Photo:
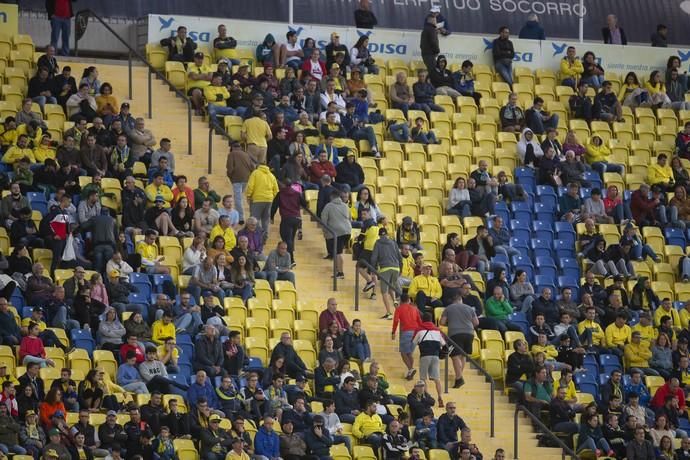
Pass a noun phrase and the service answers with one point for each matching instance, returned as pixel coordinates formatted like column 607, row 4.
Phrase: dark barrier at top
column 266, row 10
column 560, row 18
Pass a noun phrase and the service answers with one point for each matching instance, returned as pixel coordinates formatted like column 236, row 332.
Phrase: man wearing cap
column 225, row 46
column 198, row 77
column 217, row 96
column 181, row 47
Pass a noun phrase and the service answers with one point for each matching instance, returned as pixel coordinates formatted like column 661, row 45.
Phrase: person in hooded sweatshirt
column 532, row 30
column 442, row 78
━━━━━━━━━━
> _YOUR TASK_
Reproduce every line of the items above verbatim, leaving out the pictures.

> _RESPONSE TO THIS EXERCISE_
Photo:
Pass a noun phrase and the service answers with one point for each matching instance, returned as pixel coordinates formatted like column 607, row 4.
Phrase: dark barrier at top
column 266, row 10
column 560, row 18
Pass a noun phrase and the service answers with one point for each matching instance, returned as pixel coordinates formatted like column 236, row 332.
Phrase: man wearing cap
column 225, row 46
column 198, row 77
column 217, row 96
column 181, row 47
Pass a noun phrase and the service answers with one point for each matching instance, returned as pixel coordinates formatted like column 661, row 45.
Phrase: person in hooded sweatshirt
column 532, row 30
column 442, row 78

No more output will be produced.